• _EXCERPT_:
[start]
We do not believe that under the circumstances of this case the legal relations created by the transaction involving the purchase by American Car & Foundry Co. and Brill of 667 shares of Hall-Scott would have been fruitless without the subsequent organization of petitioner’s predecessor. As we have pointed out in our facts, the officers of American Car & Foundry Co. and Brill commenced activities in June, 1925, to purchase either the assets or the controlling stock of companies manufacturing buses, one of which was Hall-Scott. That was the principal goal of the plan, the creation of petitioner’s predecessor being only a secondary consideration. The creation of petitioner’s predecessor, however important, was not an indispensable condition of the general plan, “without which no other step would have been taken.” American Bantam Car Co., supra, p. 406.

In answer to respondent’s statement that “[he] can not understand how any theory can be advanced to support a purchase by a nonexistent corporation at the time when the agreement of purchase was entered into by the two existing corporations and the three individuals,” petitioner replies “that the American Car and Foundry Company and The J. G. Brill Company * * * were acting as promoters of a new corporation and their purchase of 667 shares of Hall-Scott stock must be considered as being for the use and benefit and in trust for the corporation to be formed.” In support of that statement petitioner cites Tulsa Tribune Co. v. Commissioner, 58 Fed. (2d) 937, reversing 21 B. T. A. 1405. We can not agree that that case is controlling of the issue before us. The court in that case stated:

* * * So, where options on property are procured for a corporation by a promoter of it, prior to its creation, the corporation, on its organization, has, by virtue of its right to ratify or adopt his contract, an equitable interest in the property, so that if the promoter takes the deeds he takes title for the use of the corporation. And where the promoter of a corporation takes a lease in his own name for the benefit of the corporation, and after its organization it ratifies his act, the lease becomes the property of the corporation. In a proper case a promoter wlio Las purchased property for the proposed corporation may be held as a trustee for the corporation in a suit by a creditor of the corporation to subject the land to the payment of his debt.
[end]
• _WHAT YOU WILL DO_: Rewrite the opinion excerpt from "We do not believe" to "supra, p. 406.", putting "main goal" in place of "principal goal". The records aren't needed for anything here.

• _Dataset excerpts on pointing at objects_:
[start]
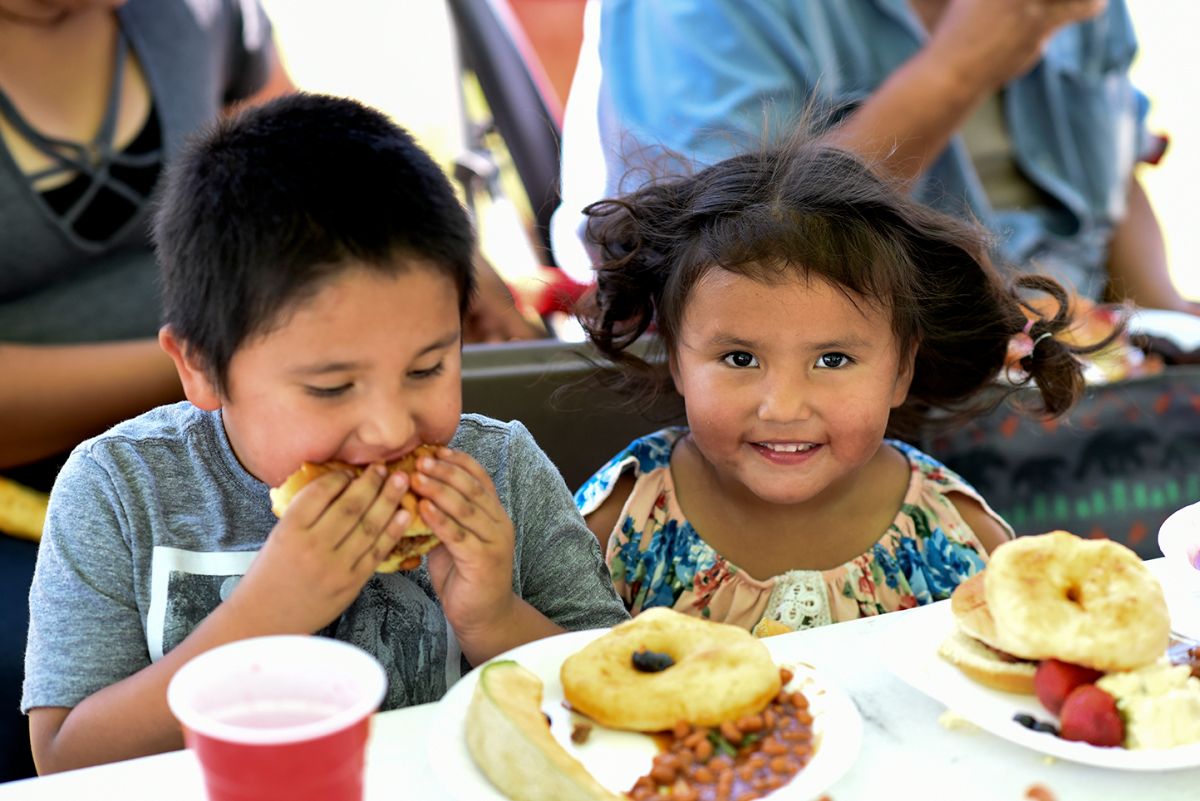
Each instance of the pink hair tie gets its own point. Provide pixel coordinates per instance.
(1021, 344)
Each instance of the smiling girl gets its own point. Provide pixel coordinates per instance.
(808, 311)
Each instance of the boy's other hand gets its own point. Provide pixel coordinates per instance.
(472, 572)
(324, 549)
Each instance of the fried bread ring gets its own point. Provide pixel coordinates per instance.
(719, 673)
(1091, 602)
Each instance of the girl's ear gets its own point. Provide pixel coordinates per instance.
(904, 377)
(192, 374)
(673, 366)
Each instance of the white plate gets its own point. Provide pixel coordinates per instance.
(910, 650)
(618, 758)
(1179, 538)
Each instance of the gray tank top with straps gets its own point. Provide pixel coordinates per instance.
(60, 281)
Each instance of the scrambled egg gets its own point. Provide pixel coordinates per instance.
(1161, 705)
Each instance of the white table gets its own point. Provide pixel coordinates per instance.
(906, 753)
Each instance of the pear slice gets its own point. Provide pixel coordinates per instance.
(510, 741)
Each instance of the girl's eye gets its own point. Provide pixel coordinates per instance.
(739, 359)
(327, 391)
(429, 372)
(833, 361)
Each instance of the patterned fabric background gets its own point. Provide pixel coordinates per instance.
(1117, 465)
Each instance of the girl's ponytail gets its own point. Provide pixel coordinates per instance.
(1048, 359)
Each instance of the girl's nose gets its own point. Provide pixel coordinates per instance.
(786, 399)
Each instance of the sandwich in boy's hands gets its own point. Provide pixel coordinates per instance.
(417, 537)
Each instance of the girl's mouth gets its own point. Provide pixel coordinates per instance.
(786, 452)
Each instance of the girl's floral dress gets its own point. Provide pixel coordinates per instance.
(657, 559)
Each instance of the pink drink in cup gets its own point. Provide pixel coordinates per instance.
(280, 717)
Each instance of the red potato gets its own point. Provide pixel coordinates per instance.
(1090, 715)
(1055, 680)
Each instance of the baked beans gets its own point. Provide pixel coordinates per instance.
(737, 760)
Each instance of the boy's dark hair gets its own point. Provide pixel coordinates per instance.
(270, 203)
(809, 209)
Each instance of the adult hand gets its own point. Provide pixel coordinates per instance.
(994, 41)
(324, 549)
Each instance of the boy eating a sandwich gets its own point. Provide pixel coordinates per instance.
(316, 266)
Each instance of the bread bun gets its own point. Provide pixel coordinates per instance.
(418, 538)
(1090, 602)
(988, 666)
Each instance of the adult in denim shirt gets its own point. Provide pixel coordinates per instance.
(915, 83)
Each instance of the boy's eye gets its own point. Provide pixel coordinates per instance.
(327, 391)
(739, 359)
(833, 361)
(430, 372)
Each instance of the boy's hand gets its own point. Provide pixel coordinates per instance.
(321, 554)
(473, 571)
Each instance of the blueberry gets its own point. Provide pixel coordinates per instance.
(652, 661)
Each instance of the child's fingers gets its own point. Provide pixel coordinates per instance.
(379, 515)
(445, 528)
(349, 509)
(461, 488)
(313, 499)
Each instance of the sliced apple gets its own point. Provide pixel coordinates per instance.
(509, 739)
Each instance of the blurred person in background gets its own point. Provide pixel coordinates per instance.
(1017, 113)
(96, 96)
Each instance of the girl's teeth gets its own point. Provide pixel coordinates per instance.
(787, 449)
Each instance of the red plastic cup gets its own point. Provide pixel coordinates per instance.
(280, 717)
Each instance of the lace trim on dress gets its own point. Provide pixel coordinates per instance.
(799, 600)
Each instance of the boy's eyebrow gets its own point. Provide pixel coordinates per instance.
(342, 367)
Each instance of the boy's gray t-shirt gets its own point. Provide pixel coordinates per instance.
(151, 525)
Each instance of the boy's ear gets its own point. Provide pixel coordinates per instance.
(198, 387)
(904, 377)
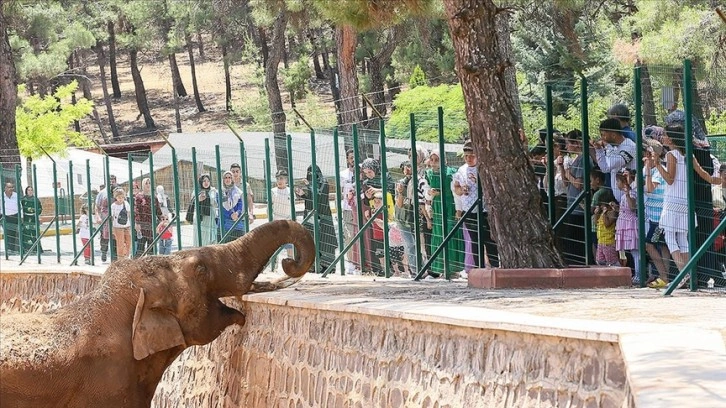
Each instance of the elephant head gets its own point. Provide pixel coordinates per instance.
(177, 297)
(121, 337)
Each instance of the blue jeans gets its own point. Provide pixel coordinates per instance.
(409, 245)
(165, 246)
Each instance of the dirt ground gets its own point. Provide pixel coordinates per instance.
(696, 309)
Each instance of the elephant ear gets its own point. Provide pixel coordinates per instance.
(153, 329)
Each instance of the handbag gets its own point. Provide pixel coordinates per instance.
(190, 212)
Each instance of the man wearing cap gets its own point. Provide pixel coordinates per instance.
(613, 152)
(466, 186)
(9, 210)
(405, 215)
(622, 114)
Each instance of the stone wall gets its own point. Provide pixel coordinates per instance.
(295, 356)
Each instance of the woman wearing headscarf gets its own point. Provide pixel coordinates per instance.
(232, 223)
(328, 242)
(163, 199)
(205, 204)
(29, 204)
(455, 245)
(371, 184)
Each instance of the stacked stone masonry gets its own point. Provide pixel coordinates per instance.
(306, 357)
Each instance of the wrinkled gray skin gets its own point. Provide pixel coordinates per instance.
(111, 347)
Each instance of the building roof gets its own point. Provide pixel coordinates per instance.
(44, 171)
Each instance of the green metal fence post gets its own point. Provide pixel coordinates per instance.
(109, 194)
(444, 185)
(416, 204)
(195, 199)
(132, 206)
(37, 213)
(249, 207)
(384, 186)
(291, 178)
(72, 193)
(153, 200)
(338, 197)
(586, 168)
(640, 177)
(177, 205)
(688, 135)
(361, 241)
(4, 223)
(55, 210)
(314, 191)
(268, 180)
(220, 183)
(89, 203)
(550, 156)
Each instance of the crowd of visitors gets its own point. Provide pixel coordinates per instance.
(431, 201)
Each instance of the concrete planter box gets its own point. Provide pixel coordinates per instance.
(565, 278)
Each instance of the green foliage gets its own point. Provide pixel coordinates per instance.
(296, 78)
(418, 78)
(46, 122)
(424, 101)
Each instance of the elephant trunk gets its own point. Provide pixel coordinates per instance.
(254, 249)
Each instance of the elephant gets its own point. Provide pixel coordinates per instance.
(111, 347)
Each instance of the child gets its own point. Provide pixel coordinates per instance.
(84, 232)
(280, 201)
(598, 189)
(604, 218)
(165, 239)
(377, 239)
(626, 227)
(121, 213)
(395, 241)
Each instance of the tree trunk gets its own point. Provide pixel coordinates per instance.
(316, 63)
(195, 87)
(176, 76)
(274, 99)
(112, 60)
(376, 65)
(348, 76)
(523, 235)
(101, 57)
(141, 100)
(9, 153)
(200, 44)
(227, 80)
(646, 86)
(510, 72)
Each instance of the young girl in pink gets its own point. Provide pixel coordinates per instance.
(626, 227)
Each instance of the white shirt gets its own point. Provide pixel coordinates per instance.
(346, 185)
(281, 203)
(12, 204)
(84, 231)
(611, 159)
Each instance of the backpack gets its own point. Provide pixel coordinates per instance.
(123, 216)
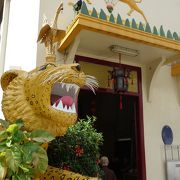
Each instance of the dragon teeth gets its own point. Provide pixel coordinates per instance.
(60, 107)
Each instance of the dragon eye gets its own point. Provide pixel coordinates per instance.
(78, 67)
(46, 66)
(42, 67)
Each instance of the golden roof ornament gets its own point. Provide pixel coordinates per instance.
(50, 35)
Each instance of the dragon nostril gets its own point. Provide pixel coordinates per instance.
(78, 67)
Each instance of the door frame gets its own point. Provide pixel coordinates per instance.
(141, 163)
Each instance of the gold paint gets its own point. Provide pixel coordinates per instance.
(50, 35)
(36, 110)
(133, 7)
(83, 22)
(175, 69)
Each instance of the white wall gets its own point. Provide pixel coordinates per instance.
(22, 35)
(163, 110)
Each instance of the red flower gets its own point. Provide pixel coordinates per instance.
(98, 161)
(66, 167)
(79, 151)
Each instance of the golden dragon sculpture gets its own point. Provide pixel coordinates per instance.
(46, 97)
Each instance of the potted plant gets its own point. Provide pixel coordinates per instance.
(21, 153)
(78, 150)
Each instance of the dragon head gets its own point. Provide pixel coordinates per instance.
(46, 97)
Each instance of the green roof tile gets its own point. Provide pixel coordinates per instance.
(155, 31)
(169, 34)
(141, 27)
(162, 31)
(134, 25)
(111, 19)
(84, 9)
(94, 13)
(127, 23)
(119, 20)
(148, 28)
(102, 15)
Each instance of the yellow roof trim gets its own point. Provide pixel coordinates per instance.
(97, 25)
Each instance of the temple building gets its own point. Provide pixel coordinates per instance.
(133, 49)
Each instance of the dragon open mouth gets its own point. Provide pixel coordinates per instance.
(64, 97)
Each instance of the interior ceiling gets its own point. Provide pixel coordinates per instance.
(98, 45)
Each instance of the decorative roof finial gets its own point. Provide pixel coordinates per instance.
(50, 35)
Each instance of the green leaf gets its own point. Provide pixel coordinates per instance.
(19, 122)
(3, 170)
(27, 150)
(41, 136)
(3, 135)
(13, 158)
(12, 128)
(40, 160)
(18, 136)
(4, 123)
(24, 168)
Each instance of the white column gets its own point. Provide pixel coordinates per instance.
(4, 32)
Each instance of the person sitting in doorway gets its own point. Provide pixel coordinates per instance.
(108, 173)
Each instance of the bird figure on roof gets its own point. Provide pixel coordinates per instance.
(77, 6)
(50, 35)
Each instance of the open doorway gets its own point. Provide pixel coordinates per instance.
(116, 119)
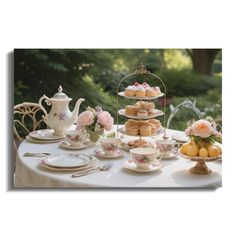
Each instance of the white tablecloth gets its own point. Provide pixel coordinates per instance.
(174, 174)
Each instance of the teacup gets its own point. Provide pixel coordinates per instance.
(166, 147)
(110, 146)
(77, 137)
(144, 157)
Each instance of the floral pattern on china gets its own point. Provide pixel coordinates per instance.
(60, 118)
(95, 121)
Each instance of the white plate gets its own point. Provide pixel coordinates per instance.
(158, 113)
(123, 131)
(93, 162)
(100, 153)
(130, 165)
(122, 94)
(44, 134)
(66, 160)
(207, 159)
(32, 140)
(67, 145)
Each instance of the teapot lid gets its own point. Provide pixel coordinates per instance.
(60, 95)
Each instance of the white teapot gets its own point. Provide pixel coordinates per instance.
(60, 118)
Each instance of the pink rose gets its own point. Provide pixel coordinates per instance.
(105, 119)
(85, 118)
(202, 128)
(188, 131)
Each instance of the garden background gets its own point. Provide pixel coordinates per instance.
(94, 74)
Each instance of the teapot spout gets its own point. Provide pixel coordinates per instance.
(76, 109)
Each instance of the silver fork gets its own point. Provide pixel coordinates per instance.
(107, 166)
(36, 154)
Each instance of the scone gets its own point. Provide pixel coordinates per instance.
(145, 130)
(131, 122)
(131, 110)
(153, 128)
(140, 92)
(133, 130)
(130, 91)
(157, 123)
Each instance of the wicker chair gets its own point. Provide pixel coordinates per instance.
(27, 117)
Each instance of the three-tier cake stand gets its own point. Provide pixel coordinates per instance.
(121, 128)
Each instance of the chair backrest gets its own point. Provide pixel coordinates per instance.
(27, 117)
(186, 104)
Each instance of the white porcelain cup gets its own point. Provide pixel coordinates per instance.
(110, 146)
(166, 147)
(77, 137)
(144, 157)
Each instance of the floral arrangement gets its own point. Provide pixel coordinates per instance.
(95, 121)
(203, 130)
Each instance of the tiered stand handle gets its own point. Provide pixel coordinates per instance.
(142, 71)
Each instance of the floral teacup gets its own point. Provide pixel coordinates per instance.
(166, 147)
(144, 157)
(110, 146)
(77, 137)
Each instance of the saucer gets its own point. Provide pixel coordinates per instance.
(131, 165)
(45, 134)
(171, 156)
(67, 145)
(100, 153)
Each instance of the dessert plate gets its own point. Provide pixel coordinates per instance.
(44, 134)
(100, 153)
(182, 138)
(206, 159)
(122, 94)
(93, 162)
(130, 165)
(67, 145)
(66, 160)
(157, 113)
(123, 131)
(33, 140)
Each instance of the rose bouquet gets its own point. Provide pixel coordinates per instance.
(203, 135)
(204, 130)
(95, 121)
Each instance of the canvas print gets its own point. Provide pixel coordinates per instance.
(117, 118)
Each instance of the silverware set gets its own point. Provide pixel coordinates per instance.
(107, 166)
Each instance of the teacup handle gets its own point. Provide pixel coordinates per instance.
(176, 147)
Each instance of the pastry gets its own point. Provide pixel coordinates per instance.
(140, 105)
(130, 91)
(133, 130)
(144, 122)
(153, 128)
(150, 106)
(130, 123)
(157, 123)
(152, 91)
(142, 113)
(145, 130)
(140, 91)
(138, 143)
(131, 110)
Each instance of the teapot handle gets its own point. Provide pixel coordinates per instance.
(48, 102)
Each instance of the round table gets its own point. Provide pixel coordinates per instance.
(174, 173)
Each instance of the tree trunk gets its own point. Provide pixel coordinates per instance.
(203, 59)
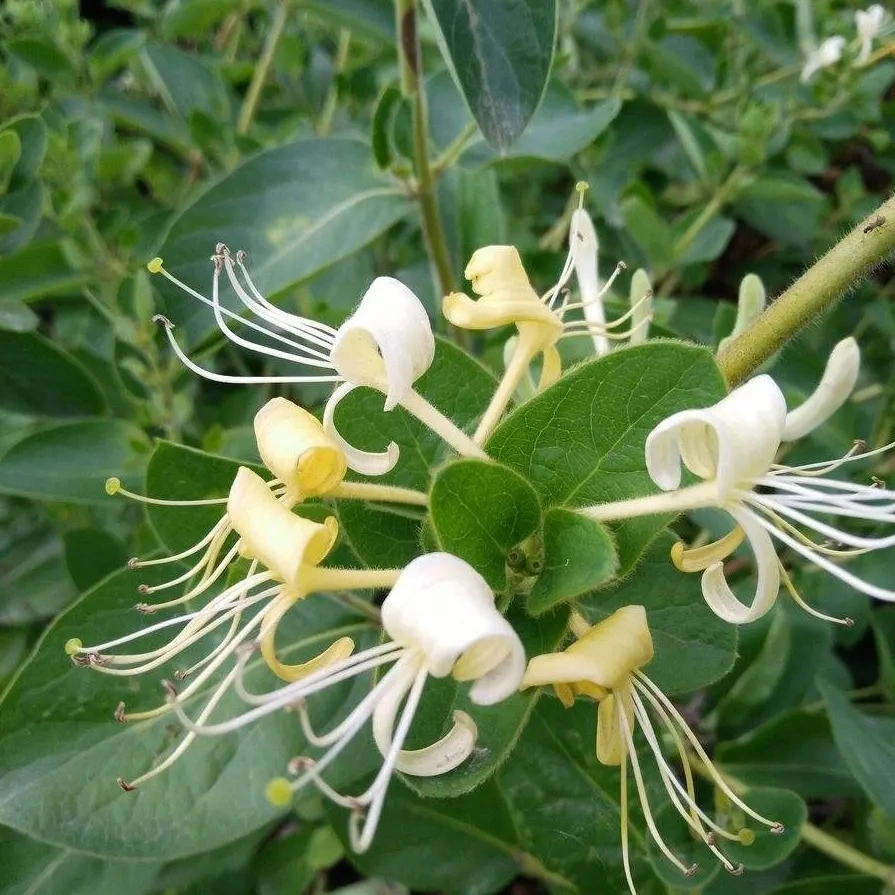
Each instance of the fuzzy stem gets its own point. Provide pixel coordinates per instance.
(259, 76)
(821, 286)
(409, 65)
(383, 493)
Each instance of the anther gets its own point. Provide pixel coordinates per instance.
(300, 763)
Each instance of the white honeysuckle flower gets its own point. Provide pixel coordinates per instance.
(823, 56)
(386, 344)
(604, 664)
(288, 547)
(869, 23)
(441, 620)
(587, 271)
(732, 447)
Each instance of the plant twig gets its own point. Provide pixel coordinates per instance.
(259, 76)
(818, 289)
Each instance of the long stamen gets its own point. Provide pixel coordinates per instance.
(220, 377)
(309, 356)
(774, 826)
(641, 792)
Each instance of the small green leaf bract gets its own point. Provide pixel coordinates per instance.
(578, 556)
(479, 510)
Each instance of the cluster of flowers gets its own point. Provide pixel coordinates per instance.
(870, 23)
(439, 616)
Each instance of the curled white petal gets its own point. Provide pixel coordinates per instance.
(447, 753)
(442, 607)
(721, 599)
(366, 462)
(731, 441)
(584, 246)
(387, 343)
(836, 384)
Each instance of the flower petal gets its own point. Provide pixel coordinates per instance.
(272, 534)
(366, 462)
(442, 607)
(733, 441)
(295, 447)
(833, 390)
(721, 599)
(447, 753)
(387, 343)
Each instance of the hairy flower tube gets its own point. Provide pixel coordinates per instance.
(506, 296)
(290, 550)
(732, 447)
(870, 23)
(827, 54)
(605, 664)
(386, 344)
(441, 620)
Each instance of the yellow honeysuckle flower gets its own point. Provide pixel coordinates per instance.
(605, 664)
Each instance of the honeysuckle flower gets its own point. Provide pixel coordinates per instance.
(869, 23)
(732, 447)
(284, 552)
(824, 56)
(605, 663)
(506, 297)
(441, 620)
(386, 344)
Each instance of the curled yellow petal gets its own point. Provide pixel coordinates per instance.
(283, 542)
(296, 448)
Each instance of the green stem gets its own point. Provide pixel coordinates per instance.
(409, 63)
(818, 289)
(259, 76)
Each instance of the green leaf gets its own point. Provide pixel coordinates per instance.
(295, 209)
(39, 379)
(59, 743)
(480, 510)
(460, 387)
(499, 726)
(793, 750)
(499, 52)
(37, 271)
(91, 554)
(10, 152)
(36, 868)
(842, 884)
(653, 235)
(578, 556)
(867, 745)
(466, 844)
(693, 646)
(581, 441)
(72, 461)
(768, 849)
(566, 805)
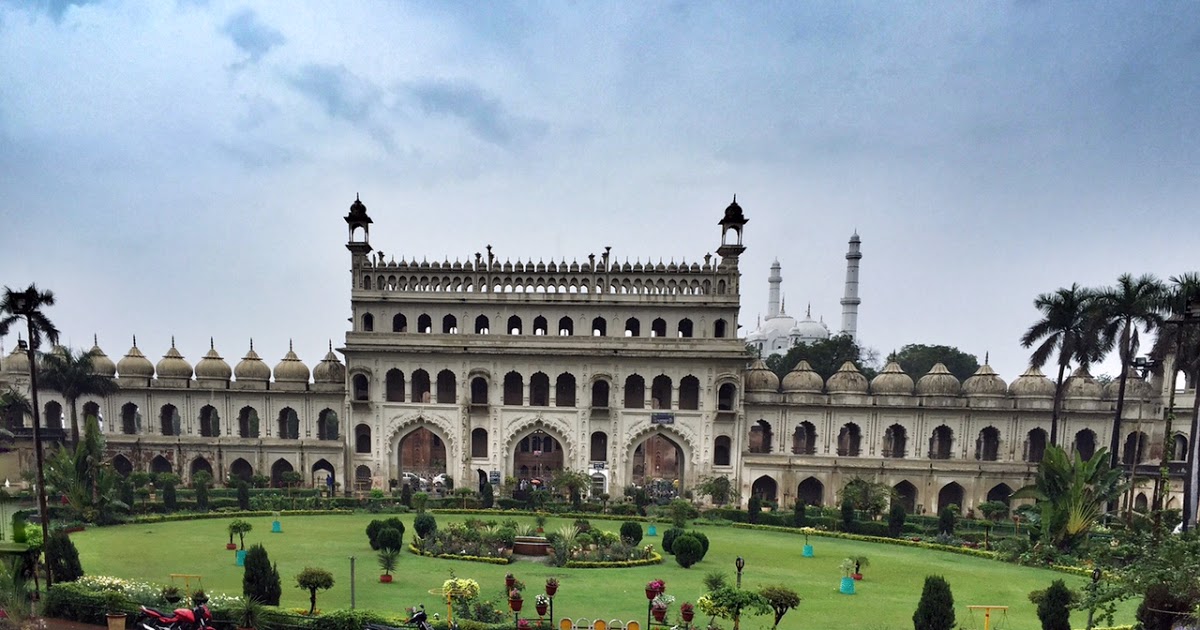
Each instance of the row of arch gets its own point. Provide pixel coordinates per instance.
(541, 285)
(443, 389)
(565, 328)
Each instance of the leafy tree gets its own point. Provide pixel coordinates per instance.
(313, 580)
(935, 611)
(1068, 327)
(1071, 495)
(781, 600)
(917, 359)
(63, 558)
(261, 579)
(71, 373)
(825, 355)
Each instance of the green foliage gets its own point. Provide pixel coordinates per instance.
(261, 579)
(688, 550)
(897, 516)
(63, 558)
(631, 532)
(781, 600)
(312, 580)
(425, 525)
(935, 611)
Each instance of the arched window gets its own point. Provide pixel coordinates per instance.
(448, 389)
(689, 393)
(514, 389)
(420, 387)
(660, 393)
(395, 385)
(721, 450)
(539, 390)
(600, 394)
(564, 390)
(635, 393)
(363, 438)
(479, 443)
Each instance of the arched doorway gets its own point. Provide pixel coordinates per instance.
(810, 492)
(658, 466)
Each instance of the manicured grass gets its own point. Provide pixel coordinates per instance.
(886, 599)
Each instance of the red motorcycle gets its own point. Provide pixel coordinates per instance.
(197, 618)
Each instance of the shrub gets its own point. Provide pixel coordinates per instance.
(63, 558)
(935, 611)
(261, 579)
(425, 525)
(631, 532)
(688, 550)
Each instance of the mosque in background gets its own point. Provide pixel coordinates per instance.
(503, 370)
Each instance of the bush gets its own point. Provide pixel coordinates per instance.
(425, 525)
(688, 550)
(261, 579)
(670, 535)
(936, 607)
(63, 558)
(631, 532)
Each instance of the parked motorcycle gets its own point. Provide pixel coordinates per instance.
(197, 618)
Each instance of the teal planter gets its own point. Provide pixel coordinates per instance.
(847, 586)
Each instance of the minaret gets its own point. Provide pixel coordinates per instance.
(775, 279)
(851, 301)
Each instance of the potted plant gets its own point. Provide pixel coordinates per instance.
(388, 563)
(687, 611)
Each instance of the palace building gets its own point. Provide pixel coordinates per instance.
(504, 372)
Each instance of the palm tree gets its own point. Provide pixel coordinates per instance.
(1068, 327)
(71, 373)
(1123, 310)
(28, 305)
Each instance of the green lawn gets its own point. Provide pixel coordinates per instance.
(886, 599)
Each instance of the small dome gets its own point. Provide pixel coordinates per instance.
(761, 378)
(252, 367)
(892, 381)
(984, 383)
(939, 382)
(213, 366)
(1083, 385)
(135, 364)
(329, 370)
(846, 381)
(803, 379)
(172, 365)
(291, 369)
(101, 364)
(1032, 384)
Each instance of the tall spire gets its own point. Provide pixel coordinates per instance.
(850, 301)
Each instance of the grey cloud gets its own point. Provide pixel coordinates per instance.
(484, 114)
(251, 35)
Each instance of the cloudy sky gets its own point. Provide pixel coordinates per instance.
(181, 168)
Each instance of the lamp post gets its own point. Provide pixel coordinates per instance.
[end]
• _RESULT FOR THIS EXERCISE_:
We do not believe that under the circumstances of this case the legal relations created by the transaction involving the purchase by American Car & Foundry Co. and Brill of 667 shares of Hall-Scott would have been fruitless without the subsequent organization of petitioner’s predecessor. As we have pointed out in our facts, the officers of American Car & Foundry Co. and Brill commenced activities in June, 1925, to purchase either the assets or the controlling stock of companies manufacturing buses, one of which was Hall-Scott. That was the main goal of the plan, the creation of petitioner’s predecessor being only a secondary consideration. The creation of petitioner’s predecessor, however important, was not an indispensable condition of the general plan, “without which no other step would have been taken.” American Bantam Car Co., supra, p. 406.